- [Набор заданий]:
A) Почему в тексте для чтения вместо терминов Соуэлла используются слова «уравнители» и «состязатели»? Объясните в одном–трёх предложениях.
B) Сообщите, сколько строк в записях содержат строку «lawn», учитывая регистр букв. В ответе укажите только число.

- [Текст для чтения]:
**********
Политическая история демократических стран во второй половине 20-го века тоже демонстрирует удивительную устойчивость убеждений. Америка, Англия, Израиль независимо друг от друга пришли к разделу внутренних политических сил на две основные партии. В Германии, Италии, Франции, скандинавских странах число активных партий может быть больше, но и там очень редко можно видеть переход профессионального политика из одной партии в другую. Верховная власть достается то одной партии, то другой, но, как правило, за счет весьма небольшого перевеса в числе голосов. Израиль за 50 лет своего существования прошел через многие военные катаклизмы и потрясения, а распределение мест в Кнессете между Рабочей партией и Ликудом почти не менялось. Победа в политической борьбе часто даётся ничтожным перевесом голосов.

Как это может случиться? Откуда вырастает столь устойчивая система наших политических убеждений? Если ни логика, ни красноречие ораторов, ни язык фактов не могут поколебать её, не значит ли это, что корни её уходят куда-то очень глубоко?

Одним из первых мыслителей, задумавшихся над этим феноменом, был американский историк и политолог, Том Соуэлл. В своей замечательной книге \"Конфликт мировоззрений. Идеологические истоки политической борьбы\",1 вышедшей в 1987 году, он прослеживает историю политической мысли за последние 200 лет и выделяет из нее два устойчивых стереотипа, две модели мира, два взгляда на природу человека.

Перевод терминов, которыми Соуэлл обозначает эти два взгляда

— \"unconstrained\" (безграничный) и \"constrained” (сдержанный) — не вполне точно передаёт суть рассматриваемого феномена. Поэтому я с самого начала буду пользоваться терминами, выбранными мной для этой книги: \"уравнители\" и \"состязатели\".

Что характерно для взгляда уравнителей (unconstrained) на природу человека?

Прежде всего, они верят в то, что человек по своей природе добр и разумен; что его способность к принятию правильных решений и к использованию своей свободы без ущерба для других — безгранична; что врождённое неравенство между людьми малосущественно и может быть легко компенсировано социальными программами помощи в образовании; и что все страдания и зло мира определяются обстоятельствами — неправильной социальной системой, предрассудками, отсутствием всеобщего образования, — а потому устранимы.
**********
- [Строки набора данных]:
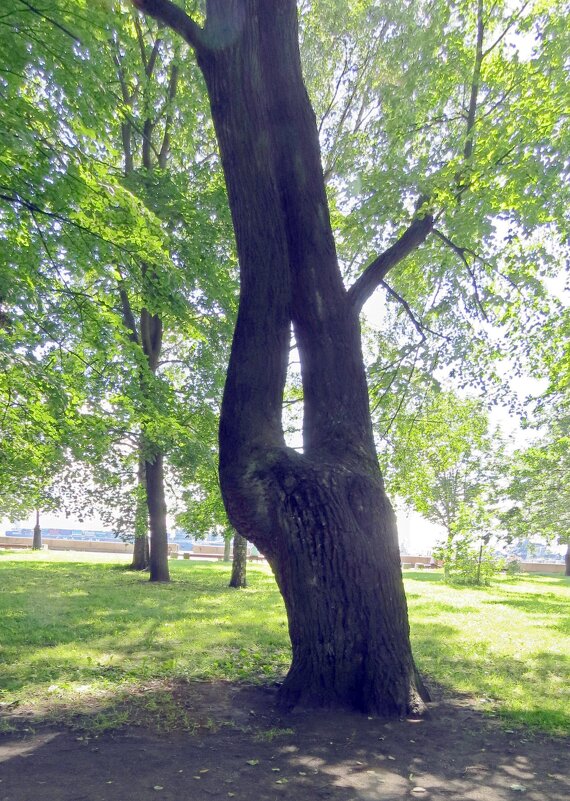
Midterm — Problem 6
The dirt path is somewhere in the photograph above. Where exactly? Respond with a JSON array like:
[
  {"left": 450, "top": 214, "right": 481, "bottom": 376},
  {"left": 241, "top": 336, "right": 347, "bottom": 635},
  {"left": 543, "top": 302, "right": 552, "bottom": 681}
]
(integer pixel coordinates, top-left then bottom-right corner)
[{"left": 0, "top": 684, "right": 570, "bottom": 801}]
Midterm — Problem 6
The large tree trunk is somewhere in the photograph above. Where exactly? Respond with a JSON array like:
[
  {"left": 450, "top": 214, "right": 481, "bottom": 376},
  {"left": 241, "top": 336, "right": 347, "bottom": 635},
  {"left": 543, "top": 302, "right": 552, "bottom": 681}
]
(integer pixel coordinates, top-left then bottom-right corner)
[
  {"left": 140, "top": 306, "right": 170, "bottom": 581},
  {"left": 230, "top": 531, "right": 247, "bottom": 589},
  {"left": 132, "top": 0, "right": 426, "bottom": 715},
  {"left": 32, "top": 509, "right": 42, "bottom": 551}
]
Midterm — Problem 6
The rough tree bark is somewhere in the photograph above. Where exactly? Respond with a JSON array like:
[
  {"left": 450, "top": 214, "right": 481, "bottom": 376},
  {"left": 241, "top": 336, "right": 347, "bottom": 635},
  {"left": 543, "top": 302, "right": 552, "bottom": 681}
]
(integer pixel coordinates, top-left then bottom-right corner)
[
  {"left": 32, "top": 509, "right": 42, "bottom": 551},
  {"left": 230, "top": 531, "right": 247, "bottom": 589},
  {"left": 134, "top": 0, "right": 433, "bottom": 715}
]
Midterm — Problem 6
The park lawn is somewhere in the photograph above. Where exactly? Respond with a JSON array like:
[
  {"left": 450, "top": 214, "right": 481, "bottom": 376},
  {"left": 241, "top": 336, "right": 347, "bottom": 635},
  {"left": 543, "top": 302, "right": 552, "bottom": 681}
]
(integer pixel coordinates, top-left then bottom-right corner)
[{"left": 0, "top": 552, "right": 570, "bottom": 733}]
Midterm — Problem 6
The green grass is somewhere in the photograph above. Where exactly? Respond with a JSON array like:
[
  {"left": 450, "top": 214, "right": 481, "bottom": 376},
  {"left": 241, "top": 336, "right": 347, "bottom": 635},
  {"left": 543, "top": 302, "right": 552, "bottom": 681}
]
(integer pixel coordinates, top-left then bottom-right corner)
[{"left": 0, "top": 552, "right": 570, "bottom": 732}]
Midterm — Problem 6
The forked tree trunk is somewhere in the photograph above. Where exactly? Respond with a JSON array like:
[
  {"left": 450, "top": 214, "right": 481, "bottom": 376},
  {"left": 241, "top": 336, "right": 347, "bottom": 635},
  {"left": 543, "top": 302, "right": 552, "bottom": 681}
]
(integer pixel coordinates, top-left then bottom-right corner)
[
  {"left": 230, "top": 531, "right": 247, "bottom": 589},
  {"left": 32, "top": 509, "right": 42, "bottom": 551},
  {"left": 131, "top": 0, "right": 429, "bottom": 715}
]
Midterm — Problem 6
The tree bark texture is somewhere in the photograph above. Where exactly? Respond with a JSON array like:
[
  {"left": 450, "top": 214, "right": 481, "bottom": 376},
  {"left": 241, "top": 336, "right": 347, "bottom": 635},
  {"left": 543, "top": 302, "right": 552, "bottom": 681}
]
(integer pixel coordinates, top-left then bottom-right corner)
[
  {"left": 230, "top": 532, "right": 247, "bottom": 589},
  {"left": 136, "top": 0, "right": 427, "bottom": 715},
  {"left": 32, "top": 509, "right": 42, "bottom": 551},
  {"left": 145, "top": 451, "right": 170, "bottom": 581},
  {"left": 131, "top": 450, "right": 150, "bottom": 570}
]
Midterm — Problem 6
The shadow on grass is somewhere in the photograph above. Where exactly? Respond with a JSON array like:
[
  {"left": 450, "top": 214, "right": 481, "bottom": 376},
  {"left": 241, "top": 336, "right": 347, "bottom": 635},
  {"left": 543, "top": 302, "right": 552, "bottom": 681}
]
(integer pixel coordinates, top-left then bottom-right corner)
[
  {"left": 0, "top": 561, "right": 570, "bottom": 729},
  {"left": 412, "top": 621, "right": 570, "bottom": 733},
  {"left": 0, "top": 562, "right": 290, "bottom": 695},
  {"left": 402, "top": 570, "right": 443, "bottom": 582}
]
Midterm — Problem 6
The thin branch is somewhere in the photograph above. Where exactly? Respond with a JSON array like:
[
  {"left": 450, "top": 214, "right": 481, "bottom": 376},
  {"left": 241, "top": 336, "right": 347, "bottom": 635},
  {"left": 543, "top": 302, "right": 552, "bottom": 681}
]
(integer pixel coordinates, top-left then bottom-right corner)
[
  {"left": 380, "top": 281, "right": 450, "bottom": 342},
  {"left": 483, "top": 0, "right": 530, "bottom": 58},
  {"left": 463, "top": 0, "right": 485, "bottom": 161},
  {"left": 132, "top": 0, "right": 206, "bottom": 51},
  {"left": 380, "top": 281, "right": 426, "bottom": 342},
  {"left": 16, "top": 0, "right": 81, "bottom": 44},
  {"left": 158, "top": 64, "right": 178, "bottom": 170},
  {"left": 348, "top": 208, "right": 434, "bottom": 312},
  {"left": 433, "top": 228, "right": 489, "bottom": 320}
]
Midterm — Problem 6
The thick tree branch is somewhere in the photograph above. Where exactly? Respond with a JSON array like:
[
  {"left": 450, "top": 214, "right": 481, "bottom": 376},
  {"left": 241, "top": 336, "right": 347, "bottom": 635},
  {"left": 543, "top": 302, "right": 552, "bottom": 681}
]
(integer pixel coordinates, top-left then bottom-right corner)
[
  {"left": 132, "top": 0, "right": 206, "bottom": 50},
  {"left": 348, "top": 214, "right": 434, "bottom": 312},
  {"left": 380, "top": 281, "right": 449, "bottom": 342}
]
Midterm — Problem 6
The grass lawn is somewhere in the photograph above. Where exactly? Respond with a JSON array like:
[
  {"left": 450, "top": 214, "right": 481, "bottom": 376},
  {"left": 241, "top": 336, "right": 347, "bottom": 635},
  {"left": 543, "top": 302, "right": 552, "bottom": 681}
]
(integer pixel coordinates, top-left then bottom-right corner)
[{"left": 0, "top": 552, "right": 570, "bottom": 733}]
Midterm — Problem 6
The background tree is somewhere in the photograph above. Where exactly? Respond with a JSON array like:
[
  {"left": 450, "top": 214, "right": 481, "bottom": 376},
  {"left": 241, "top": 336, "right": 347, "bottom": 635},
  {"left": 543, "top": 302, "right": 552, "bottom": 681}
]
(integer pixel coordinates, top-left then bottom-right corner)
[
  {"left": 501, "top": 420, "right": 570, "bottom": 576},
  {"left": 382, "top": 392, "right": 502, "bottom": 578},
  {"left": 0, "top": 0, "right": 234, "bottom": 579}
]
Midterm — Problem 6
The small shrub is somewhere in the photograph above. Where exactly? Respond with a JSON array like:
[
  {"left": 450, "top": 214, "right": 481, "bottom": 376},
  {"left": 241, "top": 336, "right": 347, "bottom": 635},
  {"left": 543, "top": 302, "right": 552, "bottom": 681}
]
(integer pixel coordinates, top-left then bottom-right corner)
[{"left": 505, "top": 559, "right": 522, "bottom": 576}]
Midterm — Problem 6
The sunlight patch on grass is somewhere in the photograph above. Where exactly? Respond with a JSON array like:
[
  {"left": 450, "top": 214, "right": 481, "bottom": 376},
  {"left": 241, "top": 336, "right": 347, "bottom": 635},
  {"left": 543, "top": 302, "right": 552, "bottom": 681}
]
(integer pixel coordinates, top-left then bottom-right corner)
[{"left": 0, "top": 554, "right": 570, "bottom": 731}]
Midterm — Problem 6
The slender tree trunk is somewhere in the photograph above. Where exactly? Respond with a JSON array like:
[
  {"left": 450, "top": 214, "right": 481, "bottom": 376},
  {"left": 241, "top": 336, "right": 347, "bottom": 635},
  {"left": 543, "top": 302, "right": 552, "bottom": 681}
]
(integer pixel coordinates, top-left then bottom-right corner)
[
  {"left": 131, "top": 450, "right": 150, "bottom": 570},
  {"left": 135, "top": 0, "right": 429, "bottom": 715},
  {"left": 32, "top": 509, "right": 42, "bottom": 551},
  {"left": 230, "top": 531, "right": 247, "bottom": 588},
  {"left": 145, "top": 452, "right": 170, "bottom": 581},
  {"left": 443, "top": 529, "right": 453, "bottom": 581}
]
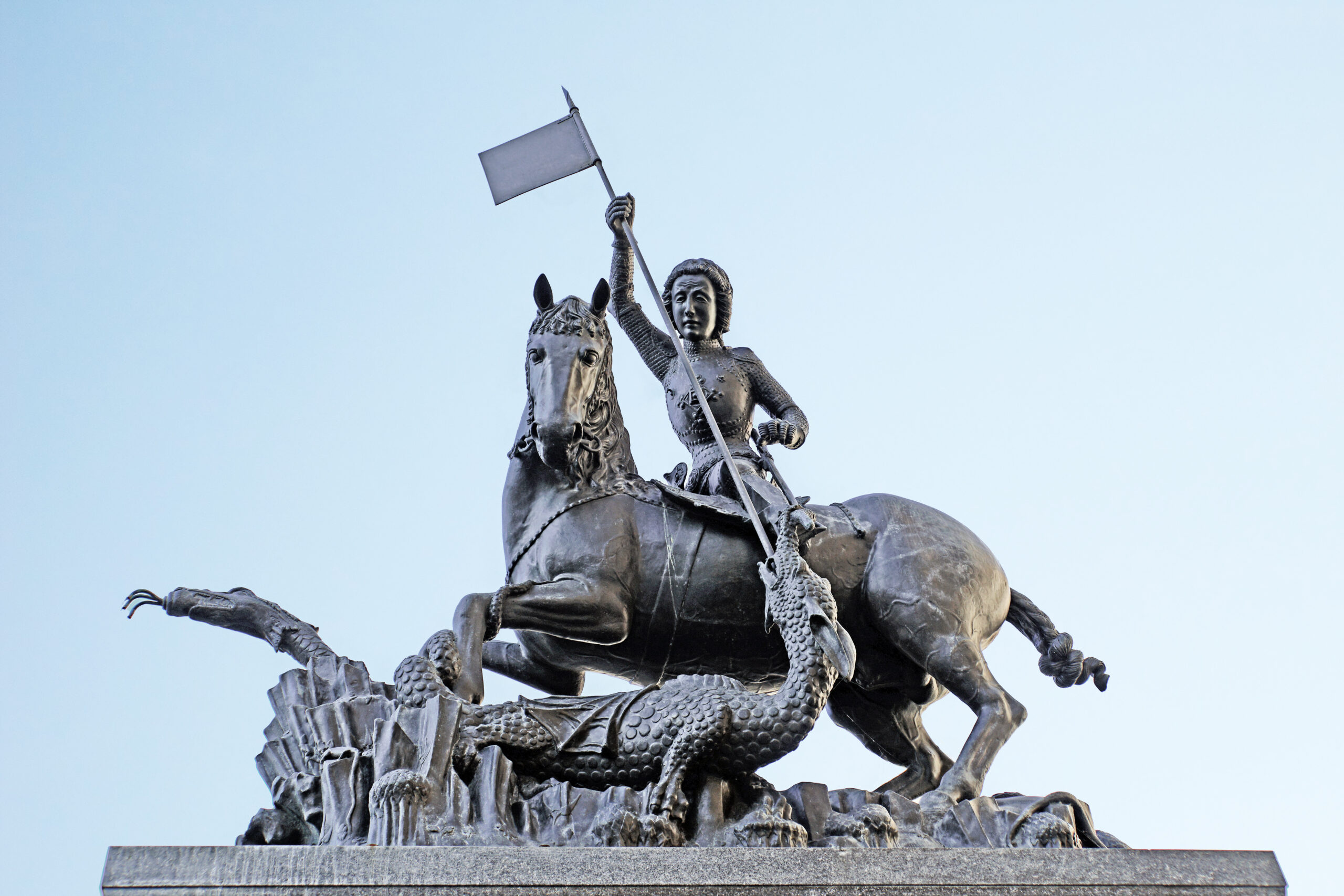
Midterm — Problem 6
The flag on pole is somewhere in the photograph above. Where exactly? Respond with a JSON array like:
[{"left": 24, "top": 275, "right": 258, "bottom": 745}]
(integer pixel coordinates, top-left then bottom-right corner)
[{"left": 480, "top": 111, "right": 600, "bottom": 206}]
**********
- [Ответы по заданиям]:
A) Перевод терминов Соуэлла «unconstrained» (безграничный) и «constrained» (сдержанный) не вполне точно передаёт суть рассматриваемого феномена. Поэтому с самого начала используются термины, выбранные для этой книги: «уравнители» и «состязатели».

B) 2